## The task
Which lines in the records below contain the string "positive"? List every such line in full. Uppercase and lowercase count as different.

## Data shown
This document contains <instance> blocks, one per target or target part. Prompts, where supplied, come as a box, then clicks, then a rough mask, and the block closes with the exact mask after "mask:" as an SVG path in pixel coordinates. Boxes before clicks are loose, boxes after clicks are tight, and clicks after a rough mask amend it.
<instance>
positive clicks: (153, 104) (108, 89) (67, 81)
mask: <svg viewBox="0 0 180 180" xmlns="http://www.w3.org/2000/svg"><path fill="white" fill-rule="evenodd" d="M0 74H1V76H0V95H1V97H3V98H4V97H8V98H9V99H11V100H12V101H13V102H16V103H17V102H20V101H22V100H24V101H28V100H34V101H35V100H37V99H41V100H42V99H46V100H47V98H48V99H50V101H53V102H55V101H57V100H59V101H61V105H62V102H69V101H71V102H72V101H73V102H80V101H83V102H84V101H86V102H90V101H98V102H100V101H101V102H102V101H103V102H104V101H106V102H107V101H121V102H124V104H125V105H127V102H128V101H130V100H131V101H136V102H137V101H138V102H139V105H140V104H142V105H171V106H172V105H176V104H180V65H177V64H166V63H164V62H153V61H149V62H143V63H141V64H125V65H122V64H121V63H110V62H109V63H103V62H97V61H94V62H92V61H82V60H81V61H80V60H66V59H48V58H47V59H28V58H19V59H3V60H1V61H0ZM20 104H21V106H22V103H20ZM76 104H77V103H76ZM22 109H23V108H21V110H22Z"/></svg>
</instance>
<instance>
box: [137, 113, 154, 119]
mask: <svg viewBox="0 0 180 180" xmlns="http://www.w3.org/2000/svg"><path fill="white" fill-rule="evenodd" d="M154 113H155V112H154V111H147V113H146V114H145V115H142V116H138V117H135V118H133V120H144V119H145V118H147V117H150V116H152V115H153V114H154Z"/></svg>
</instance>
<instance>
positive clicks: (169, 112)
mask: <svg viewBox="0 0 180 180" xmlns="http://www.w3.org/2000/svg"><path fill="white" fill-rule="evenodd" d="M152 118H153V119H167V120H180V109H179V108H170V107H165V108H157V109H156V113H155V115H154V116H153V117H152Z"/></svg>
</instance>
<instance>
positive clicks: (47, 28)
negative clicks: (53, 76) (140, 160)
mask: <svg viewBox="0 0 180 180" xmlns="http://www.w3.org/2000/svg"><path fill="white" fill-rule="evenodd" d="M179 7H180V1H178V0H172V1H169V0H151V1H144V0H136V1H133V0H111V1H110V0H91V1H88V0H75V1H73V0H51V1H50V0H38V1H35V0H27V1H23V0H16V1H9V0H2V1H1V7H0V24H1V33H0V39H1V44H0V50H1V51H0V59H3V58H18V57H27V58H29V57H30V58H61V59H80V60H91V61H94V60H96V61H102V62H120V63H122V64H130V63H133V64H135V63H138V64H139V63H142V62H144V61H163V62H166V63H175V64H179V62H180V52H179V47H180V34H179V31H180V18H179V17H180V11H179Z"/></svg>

## Solution to the exercise
positive clicks: (153, 104) (108, 89) (67, 81)
positive clicks: (169, 112)
positive clicks: (47, 28)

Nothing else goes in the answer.